> _THE TASK_
Rewrite all the entries below, changing every "innermost point" to "central point" and keeping everything else the same.

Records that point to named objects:
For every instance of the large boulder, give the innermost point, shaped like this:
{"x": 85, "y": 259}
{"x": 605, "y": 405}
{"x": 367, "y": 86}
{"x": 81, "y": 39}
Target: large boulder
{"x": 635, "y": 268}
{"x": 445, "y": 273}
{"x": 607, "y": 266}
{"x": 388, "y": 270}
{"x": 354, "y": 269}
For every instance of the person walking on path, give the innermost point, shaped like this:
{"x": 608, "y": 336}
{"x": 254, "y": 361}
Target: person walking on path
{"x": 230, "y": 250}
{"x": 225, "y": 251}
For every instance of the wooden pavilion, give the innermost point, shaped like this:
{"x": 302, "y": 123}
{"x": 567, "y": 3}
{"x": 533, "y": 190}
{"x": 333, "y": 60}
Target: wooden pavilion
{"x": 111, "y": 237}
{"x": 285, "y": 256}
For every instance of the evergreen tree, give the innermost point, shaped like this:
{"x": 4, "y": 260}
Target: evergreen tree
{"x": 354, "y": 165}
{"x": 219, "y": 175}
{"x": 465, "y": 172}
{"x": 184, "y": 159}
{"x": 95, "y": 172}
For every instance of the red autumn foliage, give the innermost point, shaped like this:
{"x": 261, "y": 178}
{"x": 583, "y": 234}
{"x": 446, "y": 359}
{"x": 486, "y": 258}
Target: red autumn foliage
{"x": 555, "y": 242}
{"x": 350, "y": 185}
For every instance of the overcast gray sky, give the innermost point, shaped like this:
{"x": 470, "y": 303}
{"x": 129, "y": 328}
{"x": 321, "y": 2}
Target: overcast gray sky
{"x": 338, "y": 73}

> _RESPONSE TO THIS EXERCISE_
For every instance of the large boulder, give the central point, shaped like this:
{"x": 85, "y": 259}
{"x": 605, "y": 405}
{"x": 367, "y": 86}
{"x": 81, "y": 39}
Target: large boulder
{"x": 635, "y": 268}
{"x": 445, "y": 273}
{"x": 607, "y": 266}
{"x": 388, "y": 270}
{"x": 354, "y": 269}
For every instance of the person walking on path, give the central point, shaped like this:
{"x": 608, "y": 336}
{"x": 254, "y": 361}
Target: person walking on path
{"x": 230, "y": 250}
{"x": 225, "y": 251}
For every instance of the wooden pavilion, give the central point, shaped like this:
{"x": 302, "y": 123}
{"x": 567, "y": 3}
{"x": 533, "y": 190}
{"x": 333, "y": 60}
Target: wooden pavilion
{"x": 111, "y": 237}
{"x": 285, "y": 256}
For every instance of the evergreen tree, give the central point, shaped like this:
{"x": 4, "y": 260}
Target: evergreen tree
{"x": 354, "y": 165}
{"x": 219, "y": 175}
{"x": 465, "y": 172}
{"x": 184, "y": 159}
{"x": 95, "y": 172}
For every instance of the red autumn foliage, give the central point, shaped like this:
{"x": 261, "y": 178}
{"x": 583, "y": 234}
{"x": 446, "y": 359}
{"x": 486, "y": 258}
Target: red autumn foliage
{"x": 555, "y": 242}
{"x": 350, "y": 185}
For every instance of the overcast gray sky, give the central point, shaped like this:
{"x": 470, "y": 303}
{"x": 129, "y": 328}
{"x": 321, "y": 2}
Target: overcast gray sky
{"x": 338, "y": 73}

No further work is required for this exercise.